- Problem statement:
Copy the full listing exactly.

- Data records:
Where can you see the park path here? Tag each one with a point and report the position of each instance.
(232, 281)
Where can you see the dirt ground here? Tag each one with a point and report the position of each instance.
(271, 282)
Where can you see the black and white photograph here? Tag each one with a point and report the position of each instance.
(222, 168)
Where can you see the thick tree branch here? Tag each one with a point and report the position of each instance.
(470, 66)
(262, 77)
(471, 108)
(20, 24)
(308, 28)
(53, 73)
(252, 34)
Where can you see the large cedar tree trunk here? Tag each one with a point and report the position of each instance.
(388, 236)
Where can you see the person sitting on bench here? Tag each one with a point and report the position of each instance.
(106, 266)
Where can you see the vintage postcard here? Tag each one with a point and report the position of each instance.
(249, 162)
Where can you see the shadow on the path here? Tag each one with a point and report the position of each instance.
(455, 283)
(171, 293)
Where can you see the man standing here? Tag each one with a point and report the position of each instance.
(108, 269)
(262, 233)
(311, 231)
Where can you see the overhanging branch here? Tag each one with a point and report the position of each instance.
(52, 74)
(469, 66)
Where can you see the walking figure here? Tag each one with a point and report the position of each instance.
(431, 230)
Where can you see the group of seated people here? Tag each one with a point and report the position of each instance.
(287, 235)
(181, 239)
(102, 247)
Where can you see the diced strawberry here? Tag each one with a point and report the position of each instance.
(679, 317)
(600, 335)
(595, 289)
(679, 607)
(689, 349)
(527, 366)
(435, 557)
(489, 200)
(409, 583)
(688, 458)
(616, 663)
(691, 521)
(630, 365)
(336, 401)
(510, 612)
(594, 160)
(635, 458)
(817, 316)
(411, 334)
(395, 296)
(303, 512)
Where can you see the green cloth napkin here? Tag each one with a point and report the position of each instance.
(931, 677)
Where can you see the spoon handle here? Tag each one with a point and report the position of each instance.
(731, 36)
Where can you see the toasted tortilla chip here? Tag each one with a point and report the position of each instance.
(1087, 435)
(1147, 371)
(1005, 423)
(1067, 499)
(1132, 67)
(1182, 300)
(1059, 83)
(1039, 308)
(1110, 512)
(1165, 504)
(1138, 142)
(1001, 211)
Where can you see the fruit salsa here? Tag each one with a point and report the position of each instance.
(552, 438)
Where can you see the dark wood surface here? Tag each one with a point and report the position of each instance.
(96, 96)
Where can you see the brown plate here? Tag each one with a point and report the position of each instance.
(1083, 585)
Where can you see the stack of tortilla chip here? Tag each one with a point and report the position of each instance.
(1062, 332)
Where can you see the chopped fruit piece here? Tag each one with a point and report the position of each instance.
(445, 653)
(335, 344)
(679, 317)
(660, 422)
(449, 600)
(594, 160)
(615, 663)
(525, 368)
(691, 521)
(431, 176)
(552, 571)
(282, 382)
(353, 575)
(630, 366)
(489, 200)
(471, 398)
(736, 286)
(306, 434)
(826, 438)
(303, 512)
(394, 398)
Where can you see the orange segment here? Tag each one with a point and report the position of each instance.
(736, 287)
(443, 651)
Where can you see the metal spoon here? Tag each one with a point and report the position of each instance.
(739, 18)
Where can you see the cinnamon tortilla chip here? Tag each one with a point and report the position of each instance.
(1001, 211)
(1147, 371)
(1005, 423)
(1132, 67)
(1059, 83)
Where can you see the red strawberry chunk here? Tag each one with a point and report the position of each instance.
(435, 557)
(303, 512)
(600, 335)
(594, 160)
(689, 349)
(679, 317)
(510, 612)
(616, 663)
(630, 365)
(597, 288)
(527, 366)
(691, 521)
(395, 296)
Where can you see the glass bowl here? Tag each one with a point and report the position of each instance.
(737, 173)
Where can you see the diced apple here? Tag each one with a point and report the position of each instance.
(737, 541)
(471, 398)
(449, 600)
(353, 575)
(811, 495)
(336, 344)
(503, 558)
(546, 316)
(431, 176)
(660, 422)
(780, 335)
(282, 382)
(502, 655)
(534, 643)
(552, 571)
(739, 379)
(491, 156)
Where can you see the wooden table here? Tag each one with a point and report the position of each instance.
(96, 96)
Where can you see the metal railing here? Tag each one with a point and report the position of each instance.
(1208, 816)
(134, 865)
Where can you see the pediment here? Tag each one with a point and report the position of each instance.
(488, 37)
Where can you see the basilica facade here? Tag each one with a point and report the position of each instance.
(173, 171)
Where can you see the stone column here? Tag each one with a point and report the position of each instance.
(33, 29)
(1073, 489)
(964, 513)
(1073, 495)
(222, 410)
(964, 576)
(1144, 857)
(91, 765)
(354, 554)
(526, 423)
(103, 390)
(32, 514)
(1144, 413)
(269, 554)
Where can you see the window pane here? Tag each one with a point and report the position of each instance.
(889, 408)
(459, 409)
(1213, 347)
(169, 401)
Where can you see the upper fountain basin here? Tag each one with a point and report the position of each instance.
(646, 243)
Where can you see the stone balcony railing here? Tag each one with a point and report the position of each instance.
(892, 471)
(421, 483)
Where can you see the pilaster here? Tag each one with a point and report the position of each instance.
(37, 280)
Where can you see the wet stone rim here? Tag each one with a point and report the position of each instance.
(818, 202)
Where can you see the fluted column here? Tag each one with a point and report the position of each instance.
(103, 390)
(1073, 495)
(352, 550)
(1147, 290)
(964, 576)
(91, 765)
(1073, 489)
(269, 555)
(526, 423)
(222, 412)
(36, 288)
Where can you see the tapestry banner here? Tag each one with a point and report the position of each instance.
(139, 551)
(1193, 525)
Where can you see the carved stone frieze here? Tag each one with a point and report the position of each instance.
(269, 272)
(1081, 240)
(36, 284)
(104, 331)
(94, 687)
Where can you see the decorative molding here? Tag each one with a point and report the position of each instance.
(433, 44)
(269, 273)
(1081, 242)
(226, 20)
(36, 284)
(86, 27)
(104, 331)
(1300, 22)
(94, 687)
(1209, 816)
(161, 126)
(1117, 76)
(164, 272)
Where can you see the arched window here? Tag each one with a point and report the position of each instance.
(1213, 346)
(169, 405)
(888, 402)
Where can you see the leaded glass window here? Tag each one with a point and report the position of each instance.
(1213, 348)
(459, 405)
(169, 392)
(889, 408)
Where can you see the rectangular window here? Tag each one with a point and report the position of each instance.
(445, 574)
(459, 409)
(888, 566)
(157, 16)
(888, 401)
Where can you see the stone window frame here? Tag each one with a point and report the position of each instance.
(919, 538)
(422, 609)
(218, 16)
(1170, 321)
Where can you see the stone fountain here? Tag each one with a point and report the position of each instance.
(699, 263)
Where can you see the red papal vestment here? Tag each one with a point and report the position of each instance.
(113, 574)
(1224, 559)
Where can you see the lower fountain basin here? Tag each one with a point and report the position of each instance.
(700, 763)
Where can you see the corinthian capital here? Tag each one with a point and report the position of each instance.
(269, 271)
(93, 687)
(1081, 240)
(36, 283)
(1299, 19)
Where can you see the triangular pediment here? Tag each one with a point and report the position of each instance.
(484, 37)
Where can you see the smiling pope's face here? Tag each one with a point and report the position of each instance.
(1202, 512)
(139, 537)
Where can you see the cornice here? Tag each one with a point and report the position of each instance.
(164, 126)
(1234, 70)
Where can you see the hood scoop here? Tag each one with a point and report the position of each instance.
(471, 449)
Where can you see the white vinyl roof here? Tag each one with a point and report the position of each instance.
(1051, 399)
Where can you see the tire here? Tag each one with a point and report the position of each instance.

- Your response:
Where can you see the park path here? Tag each one with a point and report the position of each instance.
(232, 281)
Where can you see the dirt ground here? Tag each one with a point and report the position of each instance.
(271, 282)
Where can you see the black and white photograph here? Tag each one with a point and report the position of each instance.
(222, 168)
Where can you see the thick tree branch here? Tag each one with a point and report the position of each instance.
(470, 66)
(262, 77)
(471, 108)
(20, 24)
(308, 28)
(53, 73)
(252, 34)
Where can you see the large cedar tree trunk here? Tag each one with a point and report the position of each instance.
(388, 236)
Where can you see the person sitting on bench here? Tag each one with a point and report the position of each instance.
(106, 266)
Where can you see the vintage postcard here? Tag each one with a point and report the position of each instance.
(249, 162)
Where can you see the shadow on the path here? Tag each one with a point and report the position of each instance.
(455, 283)
(171, 293)
Where can you see the man standing here? Tag each one with a point and report the position of each instance.
(108, 269)
(262, 233)
(311, 231)
Where can you see the overhanging branch here? Tag each one with a point and report the position of each instance.
(52, 74)
(469, 66)
Where can you see the walking figure here? Tag each one with a point and report the position of each instance.
(431, 230)
Where can you see the group of seated people here? Tag each one with a point and report the position of each instance.
(287, 235)
(181, 239)
(102, 247)
Where can you see the diced strawberry here? Tag each one with a point and report the position of each instance.
(679, 317)
(600, 335)
(595, 289)
(679, 607)
(689, 349)
(527, 366)
(435, 557)
(489, 200)
(409, 583)
(688, 458)
(616, 663)
(691, 521)
(630, 365)
(336, 401)
(510, 612)
(594, 160)
(635, 458)
(817, 316)
(411, 334)
(395, 296)
(303, 512)
Where can you see the green cloth napkin here? Tag each one with a point and report the position of each instance.
(931, 677)
Where can you see the spoon handle here? Tag each one with a point and report the position of each instance.
(731, 36)
Where can you see the toasted tortilla chip here? Tag each one with a point and report the position of each instance.
(1087, 435)
(1147, 371)
(1005, 423)
(1067, 499)
(1132, 67)
(1182, 300)
(1059, 83)
(1039, 308)
(1110, 512)
(1165, 504)
(1138, 142)
(1001, 211)
Where can you see the fruit salsa here? Tag each one with a point and report the position of each instance.
(552, 438)
Where can you see the dark wood surface here? Tag each one with a point and report the position of each instance.
(96, 96)
Where can you see the brown plate here? Tag each one with a point and report the position of each instance.
(1083, 585)
Where can you see the stack of tortilla chip here? Tag each one with a point and report the position of each instance.
(1062, 332)
Where can you see the chopped fruit piece here? Tag each one with a point and report the position of each instance.
(445, 653)
(335, 344)
(679, 317)
(660, 422)
(449, 600)
(594, 160)
(615, 663)
(525, 368)
(691, 521)
(431, 176)
(552, 571)
(282, 382)
(353, 575)
(630, 366)
(489, 200)
(471, 398)
(736, 286)
(306, 434)
(826, 438)
(303, 512)
(394, 398)
Where can you see the orange segment here? Tag each one with a point and report the position of each instance.
(736, 287)
(443, 651)
Where can you see the metal spoon here? Tag each one with a point and report the position of each instance.
(739, 18)
Where can you see the cinnamon tortilla chip here? Tag each one with a point and report the position of each instance.
(1001, 211)
(1147, 371)
(1005, 423)
(1132, 67)
(1059, 83)
Where can you see the red strawberry chunk here? Tag each one with a point and report the position of each instance.
(435, 557)
(303, 512)
(600, 335)
(594, 160)
(689, 349)
(679, 317)
(510, 612)
(616, 663)
(630, 365)
(597, 288)
(527, 366)
(691, 521)
(395, 296)
Where can you see the glass bowl here? Tag each one with a point and report the position of each instance.
(737, 173)
Where can you see the diced apple here? Tag each one with a point and report the position of each instance.
(737, 541)
(471, 398)
(449, 600)
(353, 575)
(811, 495)
(336, 344)
(503, 558)
(546, 316)
(431, 176)
(660, 422)
(780, 335)
(282, 382)
(502, 655)
(534, 643)
(552, 571)
(739, 379)
(491, 156)
Where can you see the wooden table here? Tag each one with a point and report the position of each instance.
(96, 96)
Where can you see the metal railing here? Tag each one with a point and report the position of each instance.
(1208, 816)
(134, 865)
Where can you see the pediment here? Tag each one with a point and report the position of each instance.
(488, 37)
Where can you see the basilica facade here? Tag each one with a point and report the position of each instance.
(173, 171)
Where can you see the stone column here? Tag each one with a point and report the position of each instance.
(33, 29)
(1073, 489)
(964, 513)
(1073, 495)
(222, 410)
(964, 576)
(1144, 857)
(91, 765)
(354, 554)
(526, 423)
(103, 390)
(32, 514)
(1144, 413)
(269, 554)
Where can you see the window pane here? Tag each one with a point and report the position of each instance.
(889, 408)
(459, 409)
(1213, 347)
(169, 401)
Where can you see the upper fountain basin here? Tag each one with a point and report the position of each instance.
(646, 243)
Where can you see the stone balcony railing here? Tag each one with a point and report the position of each instance.
(892, 471)
(421, 483)
Where can you see the pilaster here? Tag each one with a point and report the position of each instance.
(37, 280)
Where can you see the wet stone rim here? Tag each one with a point and report the position of each instance.
(818, 202)
Where can you see the fluted column here? Tag each one with a point and report the position of each instance.
(103, 390)
(1073, 495)
(352, 550)
(1147, 290)
(964, 576)
(91, 765)
(1073, 489)
(269, 555)
(526, 423)
(222, 412)
(36, 288)
Where can you see the tapestry banner here? Tag each one with a point and report the position of each instance.
(139, 551)
(1193, 525)
Where can you see the carved stone frieze here? Tag each one with a point and report the position of each instance.
(269, 272)
(1081, 240)
(36, 284)
(104, 331)
(94, 687)
Where can you see the decorative molding here? Tag each one with a point and report the position of each instance.
(433, 44)
(269, 273)
(1081, 242)
(226, 20)
(36, 284)
(86, 27)
(104, 331)
(1300, 22)
(94, 687)
(1209, 816)
(161, 126)
(1117, 76)
(164, 272)
Where can you see the arched window here? Tag each one with a point and report the position of each instance.
(1213, 346)
(169, 405)
(888, 402)
Where can you see the leaded glass window here? Tag each one with a point and report the position of each instance.
(1213, 348)
(459, 405)
(169, 392)
(889, 408)
Where can you see the rectangular window here? Tag each one with a point and report the position of each instance.
(445, 574)
(459, 409)
(888, 566)
(157, 16)
(888, 401)
Where can you see the stone window frame here? Tag each one with a point and report the position of each instance.
(919, 538)
(422, 609)
(218, 16)
(1170, 321)
Where can you see the stone fountain here? Tag each one with a point and report the position of each instance.
(699, 263)
Where can you see the red papal vestment here? Tag each one with a point and report the position of each instance.
(113, 574)
(1224, 559)
Where can you see the lower fountain basin here? Tag each one with a point and report the position of each instance.
(700, 763)
Where can you see the corinthian capital here? Tag each one with a point and report the position of each instance.
(269, 271)
(93, 687)
(1081, 240)
(36, 283)
(1299, 19)
Where can you see the triangular pediment here? Tag each one with a point and report the position of each instance.
(484, 37)
Where can you see the smiling pope's face here? Tag each one with a point and report the position of each instance.
(1202, 512)
(139, 537)
Where can you see the cornice here? Tag each one with a point and report the position of each instance.
(164, 126)
(1234, 70)
Where can you see the hood scoop here? Tag each one with a point and report the position of each instance.
(471, 449)
Where can you see the white vinyl roof here? Tag each one with a point and report the position of each instance.
(1051, 399)
Where can you see the tire here? Tag each one with a point and report the position of each instance.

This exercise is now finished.